'''
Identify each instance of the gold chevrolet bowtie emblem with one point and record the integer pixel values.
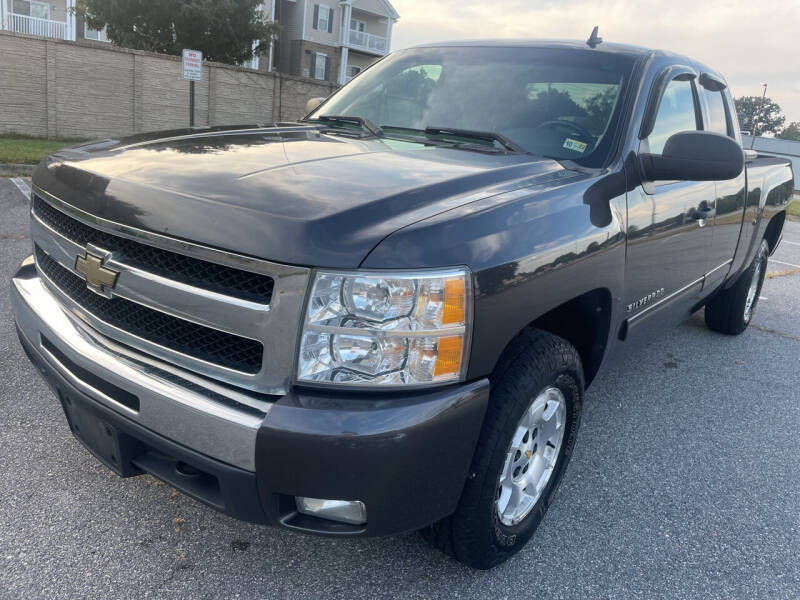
(99, 278)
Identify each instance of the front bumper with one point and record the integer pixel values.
(406, 456)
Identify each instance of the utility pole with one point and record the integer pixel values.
(760, 107)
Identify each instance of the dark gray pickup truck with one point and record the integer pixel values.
(383, 317)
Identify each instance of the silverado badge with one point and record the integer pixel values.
(98, 278)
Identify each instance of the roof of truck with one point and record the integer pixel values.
(542, 43)
(605, 47)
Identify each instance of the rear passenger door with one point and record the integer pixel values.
(730, 195)
(668, 240)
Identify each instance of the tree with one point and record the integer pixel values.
(224, 30)
(768, 118)
(791, 132)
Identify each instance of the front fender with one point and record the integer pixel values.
(530, 251)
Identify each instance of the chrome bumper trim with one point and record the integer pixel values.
(183, 415)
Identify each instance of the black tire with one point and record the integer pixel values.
(533, 362)
(726, 312)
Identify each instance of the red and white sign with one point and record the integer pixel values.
(192, 65)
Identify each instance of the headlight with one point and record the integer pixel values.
(386, 329)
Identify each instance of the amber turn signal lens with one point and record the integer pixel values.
(448, 357)
(454, 301)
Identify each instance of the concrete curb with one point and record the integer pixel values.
(15, 170)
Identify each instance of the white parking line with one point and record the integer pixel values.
(22, 185)
(780, 262)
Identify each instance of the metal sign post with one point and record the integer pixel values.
(193, 71)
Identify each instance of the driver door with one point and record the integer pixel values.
(668, 241)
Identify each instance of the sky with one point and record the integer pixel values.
(748, 41)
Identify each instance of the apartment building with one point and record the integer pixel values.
(46, 18)
(332, 40)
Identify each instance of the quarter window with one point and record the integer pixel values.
(676, 113)
(717, 116)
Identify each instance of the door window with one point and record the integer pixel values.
(676, 113)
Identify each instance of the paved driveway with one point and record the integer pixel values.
(685, 483)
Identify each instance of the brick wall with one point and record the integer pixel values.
(68, 89)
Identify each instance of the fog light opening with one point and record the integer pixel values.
(352, 512)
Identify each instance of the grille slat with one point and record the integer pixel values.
(214, 277)
(200, 342)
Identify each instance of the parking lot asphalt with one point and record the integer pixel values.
(685, 483)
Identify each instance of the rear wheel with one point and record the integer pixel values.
(732, 310)
(524, 447)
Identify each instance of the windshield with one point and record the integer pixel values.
(561, 103)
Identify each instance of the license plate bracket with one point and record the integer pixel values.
(110, 446)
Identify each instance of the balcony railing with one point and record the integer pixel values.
(368, 42)
(36, 26)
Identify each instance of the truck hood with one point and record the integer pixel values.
(290, 194)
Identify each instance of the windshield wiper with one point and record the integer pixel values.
(483, 136)
(365, 124)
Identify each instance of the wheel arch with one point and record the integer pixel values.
(585, 322)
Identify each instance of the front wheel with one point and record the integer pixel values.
(524, 447)
(732, 310)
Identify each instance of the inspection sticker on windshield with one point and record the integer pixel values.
(575, 145)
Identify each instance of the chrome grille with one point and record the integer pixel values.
(183, 336)
(222, 315)
(246, 285)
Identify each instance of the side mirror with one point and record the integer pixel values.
(313, 104)
(695, 156)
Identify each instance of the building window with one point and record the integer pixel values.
(320, 66)
(323, 18)
(29, 8)
(94, 34)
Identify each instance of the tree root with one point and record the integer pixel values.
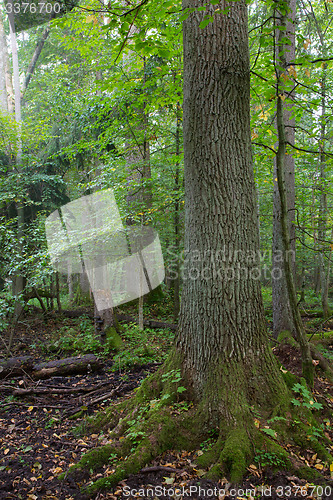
(158, 418)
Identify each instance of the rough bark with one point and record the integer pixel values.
(222, 354)
(34, 59)
(222, 326)
(282, 315)
(281, 94)
(3, 55)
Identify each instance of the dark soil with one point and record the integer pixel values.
(37, 442)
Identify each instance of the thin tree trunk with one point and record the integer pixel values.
(176, 283)
(307, 365)
(282, 315)
(3, 56)
(34, 59)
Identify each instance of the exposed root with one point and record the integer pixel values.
(154, 420)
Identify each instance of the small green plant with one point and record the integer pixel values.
(52, 422)
(307, 398)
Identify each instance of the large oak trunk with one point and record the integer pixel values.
(222, 335)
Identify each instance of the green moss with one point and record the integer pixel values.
(113, 339)
(290, 379)
(285, 337)
(236, 454)
(307, 473)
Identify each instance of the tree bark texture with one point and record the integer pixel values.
(222, 335)
(282, 315)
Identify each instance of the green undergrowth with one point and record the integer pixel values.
(132, 347)
(160, 416)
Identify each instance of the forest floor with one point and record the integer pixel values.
(37, 442)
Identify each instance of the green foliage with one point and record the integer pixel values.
(142, 347)
(306, 398)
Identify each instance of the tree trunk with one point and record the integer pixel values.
(323, 202)
(282, 315)
(3, 55)
(176, 283)
(222, 336)
(281, 94)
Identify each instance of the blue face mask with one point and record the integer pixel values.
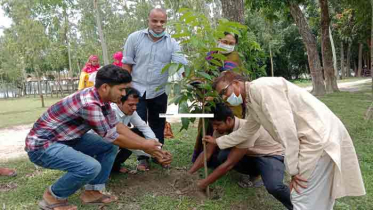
(235, 100)
(157, 35)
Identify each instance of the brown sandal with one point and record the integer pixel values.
(43, 204)
(100, 200)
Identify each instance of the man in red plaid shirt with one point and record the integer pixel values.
(60, 140)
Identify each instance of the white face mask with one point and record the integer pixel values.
(227, 48)
(235, 100)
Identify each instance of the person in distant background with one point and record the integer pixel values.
(118, 56)
(88, 75)
(146, 53)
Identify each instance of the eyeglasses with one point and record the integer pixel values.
(224, 90)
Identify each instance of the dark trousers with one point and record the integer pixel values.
(124, 154)
(271, 169)
(149, 110)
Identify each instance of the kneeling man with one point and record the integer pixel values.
(59, 140)
(126, 113)
(265, 157)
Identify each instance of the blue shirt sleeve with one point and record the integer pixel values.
(129, 51)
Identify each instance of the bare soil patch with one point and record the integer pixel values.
(172, 182)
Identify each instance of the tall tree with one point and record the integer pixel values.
(311, 46)
(233, 10)
(326, 49)
(101, 33)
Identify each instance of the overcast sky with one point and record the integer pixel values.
(4, 21)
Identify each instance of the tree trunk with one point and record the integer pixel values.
(335, 64)
(326, 49)
(348, 66)
(342, 62)
(311, 46)
(271, 57)
(233, 10)
(360, 62)
(40, 90)
(67, 42)
(101, 33)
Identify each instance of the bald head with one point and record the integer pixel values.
(156, 20)
(157, 10)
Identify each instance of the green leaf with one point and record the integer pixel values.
(166, 67)
(216, 62)
(204, 75)
(177, 89)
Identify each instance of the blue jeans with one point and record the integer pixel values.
(149, 110)
(270, 168)
(87, 161)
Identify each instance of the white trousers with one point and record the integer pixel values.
(317, 195)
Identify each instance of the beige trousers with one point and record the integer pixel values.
(317, 196)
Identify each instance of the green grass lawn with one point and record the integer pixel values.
(306, 82)
(21, 111)
(150, 191)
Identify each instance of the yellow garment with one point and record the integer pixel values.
(306, 128)
(84, 81)
(263, 144)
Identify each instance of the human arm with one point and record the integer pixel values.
(242, 138)
(129, 53)
(210, 149)
(275, 106)
(234, 157)
(141, 125)
(130, 140)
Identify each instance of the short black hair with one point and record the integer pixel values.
(221, 112)
(233, 34)
(112, 75)
(130, 92)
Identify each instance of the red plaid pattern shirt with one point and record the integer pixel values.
(71, 118)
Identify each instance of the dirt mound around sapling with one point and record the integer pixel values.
(174, 182)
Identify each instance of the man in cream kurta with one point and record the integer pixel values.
(317, 146)
(261, 157)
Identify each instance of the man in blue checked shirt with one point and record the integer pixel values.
(59, 140)
(125, 111)
(145, 54)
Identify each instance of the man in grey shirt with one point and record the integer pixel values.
(125, 112)
(145, 54)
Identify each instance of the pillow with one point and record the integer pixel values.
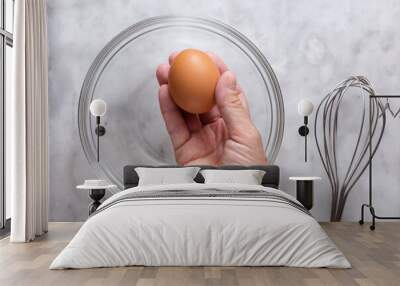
(162, 176)
(248, 177)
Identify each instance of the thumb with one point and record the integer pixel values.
(227, 97)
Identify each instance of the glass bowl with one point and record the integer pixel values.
(123, 74)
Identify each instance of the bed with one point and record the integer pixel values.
(198, 224)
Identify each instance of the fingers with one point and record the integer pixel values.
(218, 61)
(192, 121)
(211, 116)
(176, 125)
(162, 74)
(229, 101)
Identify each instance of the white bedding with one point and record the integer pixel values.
(200, 231)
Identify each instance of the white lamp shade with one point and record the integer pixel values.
(305, 107)
(98, 107)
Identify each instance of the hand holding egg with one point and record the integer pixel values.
(206, 112)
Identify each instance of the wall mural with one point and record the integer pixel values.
(311, 45)
(125, 74)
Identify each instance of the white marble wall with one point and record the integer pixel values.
(312, 45)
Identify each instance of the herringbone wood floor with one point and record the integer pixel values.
(375, 257)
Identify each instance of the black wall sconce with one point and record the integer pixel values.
(305, 108)
(98, 108)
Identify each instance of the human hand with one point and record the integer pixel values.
(223, 136)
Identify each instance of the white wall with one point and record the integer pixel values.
(312, 45)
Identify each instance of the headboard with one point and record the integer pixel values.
(270, 179)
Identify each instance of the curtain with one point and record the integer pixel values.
(27, 119)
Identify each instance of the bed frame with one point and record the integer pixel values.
(270, 179)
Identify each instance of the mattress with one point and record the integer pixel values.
(201, 225)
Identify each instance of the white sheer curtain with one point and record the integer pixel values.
(27, 123)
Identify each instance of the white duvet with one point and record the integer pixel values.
(200, 231)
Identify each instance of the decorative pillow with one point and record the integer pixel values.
(248, 177)
(162, 176)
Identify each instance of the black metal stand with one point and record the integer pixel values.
(96, 195)
(370, 205)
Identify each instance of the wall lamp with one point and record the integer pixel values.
(305, 108)
(98, 108)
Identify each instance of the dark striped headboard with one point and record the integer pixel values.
(270, 179)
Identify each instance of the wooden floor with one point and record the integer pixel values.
(375, 257)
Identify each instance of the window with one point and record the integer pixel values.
(6, 43)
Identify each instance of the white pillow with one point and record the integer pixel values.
(162, 176)
(248, 177)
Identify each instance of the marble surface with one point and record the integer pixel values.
(311, 45)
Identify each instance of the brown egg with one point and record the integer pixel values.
(192, 80)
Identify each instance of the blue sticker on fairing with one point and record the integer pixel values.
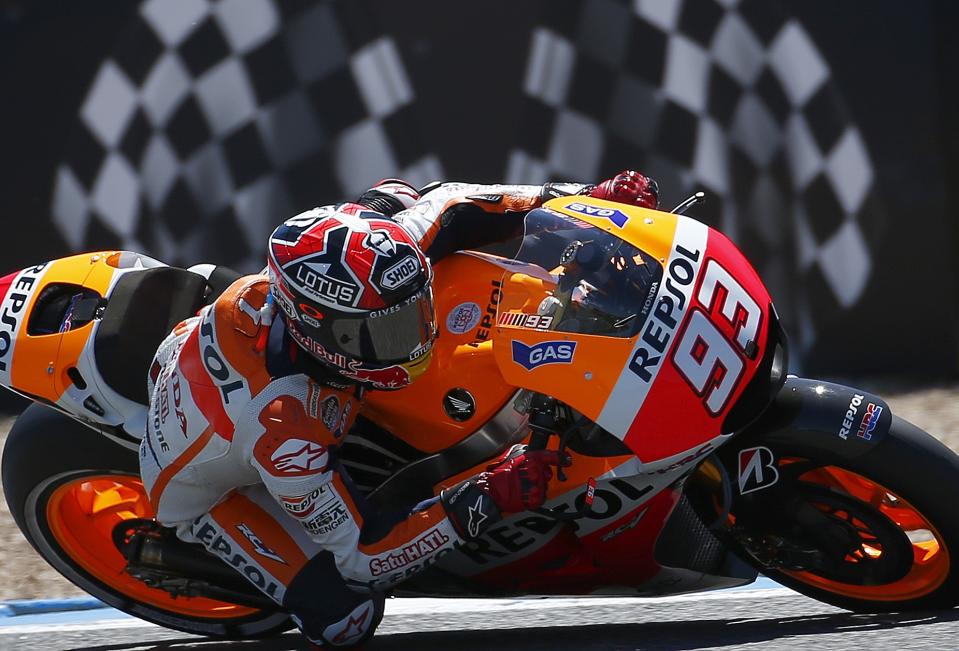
(611, 214)
(546, 352)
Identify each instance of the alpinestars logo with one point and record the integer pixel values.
(297, 456)
(476, 517)
(258, 545)
(757, 469)
(356, 624)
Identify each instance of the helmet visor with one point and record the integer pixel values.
(398, 334)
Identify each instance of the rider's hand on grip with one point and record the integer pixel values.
(518, 483)
(628, 187)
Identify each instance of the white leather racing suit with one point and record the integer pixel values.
(240, 451)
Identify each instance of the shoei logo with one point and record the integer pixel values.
(400, 273)
(380, 242)
(546, 352)
(611, 214)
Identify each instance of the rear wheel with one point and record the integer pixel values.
(873, 533)
(68, 487)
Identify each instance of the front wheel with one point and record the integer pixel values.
(873, 533)
(67, 488)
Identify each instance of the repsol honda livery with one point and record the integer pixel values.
(641, 343)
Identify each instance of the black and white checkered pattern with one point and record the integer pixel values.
(730, 96)
(215, 120)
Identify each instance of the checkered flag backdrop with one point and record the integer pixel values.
(728, 96)
(215, 120)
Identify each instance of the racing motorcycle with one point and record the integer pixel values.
(640, 342)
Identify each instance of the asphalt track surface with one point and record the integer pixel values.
(767, 618)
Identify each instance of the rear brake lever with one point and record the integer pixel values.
(688, 203)
(584, 510)
(541, 425)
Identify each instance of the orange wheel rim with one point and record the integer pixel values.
(931, 561)
(82, 514)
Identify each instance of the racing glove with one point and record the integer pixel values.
(518, 482)
(514, 484)
(628, 187)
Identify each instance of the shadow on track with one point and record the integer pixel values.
(671, 636)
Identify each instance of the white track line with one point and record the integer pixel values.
(431, 606)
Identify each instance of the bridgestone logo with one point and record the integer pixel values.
(400, 273)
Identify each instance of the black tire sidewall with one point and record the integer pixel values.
(916, 467)
(31, 474)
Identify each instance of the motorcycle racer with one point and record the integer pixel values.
(251, 397)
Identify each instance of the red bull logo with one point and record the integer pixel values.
(391, 377)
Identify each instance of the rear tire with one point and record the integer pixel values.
(50, 459)
(905, 486)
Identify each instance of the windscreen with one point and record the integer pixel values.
(595, 283)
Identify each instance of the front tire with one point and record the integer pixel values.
(871, 533)
(67, 487)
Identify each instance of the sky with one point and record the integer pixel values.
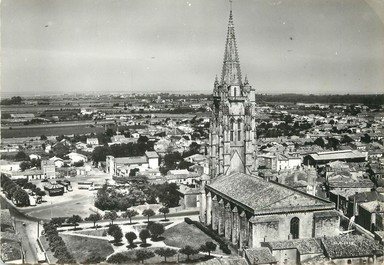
(126, 46)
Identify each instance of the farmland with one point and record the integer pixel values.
(23, 131)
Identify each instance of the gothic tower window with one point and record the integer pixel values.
(294, 229)
(239, 130)
(232, 130)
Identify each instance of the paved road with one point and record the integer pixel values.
(27, 233)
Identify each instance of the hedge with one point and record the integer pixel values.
(210, 233)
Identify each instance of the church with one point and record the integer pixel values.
(236, 203)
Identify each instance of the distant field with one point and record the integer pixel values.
(50, 131)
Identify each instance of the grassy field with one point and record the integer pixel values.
(184, 234)
(98, 232)
(178, 258)
(83, 248)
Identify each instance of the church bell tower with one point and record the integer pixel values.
(232, 141)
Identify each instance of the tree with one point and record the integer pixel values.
(168, 194)
(166, 252)
(144, 235)
(164, 211)
(111, 216)
(25, 165)
(41, 193)
(21, 156)
(319, 141)
(94, 217)
(21, 197)
(130, 213)
(188, 250)
(58, 221)
(100, 153)
(115, 231)
(148, 213)
(74, 219)
(130, 236)
(208, 247)
(156, 230)
(143, 254)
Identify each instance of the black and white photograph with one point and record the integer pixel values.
(209, 132)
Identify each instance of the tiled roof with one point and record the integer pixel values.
(350, 246)
(304, 246)
(260, 255)
(131, 160)
(373, 206)
(335, 155)
(263, 197)
(6, 218)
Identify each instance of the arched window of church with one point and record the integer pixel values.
(239, 130)
(294, 229)
(232, 129)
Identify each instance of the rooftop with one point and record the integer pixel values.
(260, 255)
(263, 197)
(350, 246)
(304, 246)
(338, 155)
(131, 160)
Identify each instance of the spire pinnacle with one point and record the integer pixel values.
(231, 73)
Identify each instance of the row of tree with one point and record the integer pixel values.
(14, 192)
(57, 245)
(144, 254)
(112, 216)
(140, 192)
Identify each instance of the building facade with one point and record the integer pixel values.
(236, 203)
(232, 142)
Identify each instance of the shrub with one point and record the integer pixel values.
(225, 249)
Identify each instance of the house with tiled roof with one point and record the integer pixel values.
(122, 166)
(259, 256)
(353, 249)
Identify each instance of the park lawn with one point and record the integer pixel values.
(184, 234)
(93, 232)
(83, 248)
(131, 258)
(45, 244)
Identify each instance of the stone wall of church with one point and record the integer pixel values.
(326, 226)
(286, 256)
(277, 227)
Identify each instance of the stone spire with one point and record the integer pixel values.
(231, 74)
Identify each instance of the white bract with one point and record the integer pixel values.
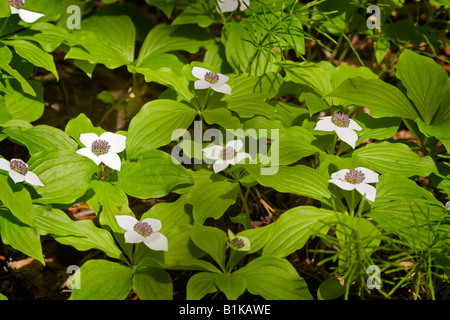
(227, 155)
(359, 179)
(25, 15)
(238, 243)
(18, 171)
(342, 125)
(209, 79)
(231, 5)
(103, 149)
(143, 231)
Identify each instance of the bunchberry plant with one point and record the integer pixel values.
(335, 161)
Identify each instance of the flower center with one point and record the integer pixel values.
(144, 229)
(16, 3)
(100, 147)
(239, 243)
(19, 166)
(341, 120)
(212, 77)
(354, 176)
(228, 153)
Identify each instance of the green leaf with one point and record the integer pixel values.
(440, 131)
(376, 128)
(233, 285)
(23, 106)
(56, 222)
(358, 238)
(274, 279)
(109, 40)
(94, 238)
(424, 80)
(17, 199)
(40, 138)
(392, 187)
(152, 283)
(202, 13)
(394, 158)
(211, 240)
(210, 199)
(108, 202)
(35, 55)
(26, 87)
(152, 176)
(66, 175)
(294, 227)
(155, 124)
(20, 236)
(166, 69)
(294, 143)
(177, 227)
(201, 284)
(81, 124)
(165, 38)
(103, 280)
(330, 289)
(299, 179)
(246, 87)
(383, 99)
(416, 220)
(316, 76)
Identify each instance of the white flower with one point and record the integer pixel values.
'''
#### WRITTEN PROBLEM
Starting at the line that contains "Identify each instance of the bunchberry" and ending at the last line of the records, rewrite those lines with "green leaf" swapped for "leaf blade", keeping everything else unchanged.

#### PROBLEM SOLUTION
Identify each instance of the bunchberry plant with one point and record the integer pixel values.
(335, 161)
Identify each instance of the flower center with one point and record the integer pixel values.
(144, 229)
(16, 3)
(100, 147)
(239, 243)
(19, 166)
(341, 120)
(212, 77)
(354, 176)
(228, 153)
Identify each instance of the leaf blade with one point and record the integer pixel values.
(440, 131)
(376, 128)
(233, 285)
(23, 106)
(56, 222)
(358, 238)
(274, 279)
(109, 40)
(94, 238)
(424, 80)
(17, 199)
(40, 138)
(392, 187)
(152, 283)
(202, 13)
(394, 158)
(211, 240)
(210, 199)
(108, 202)
(35, 55)
(26, 87)
(152, 176)
(66, 175)
(294, 227)
(155, 124)
(20, 236)
(166, 69)
(294, 143)
(177, 227)
(201, 284)
(81, 124)
(165, 38)
(103, 280)
(330, 289)
(299, 179)
(246, 87)
(383, 99)
(416, 220)
(316, 76)
Identify each instance of the white flower with one point and record the integer pixel values.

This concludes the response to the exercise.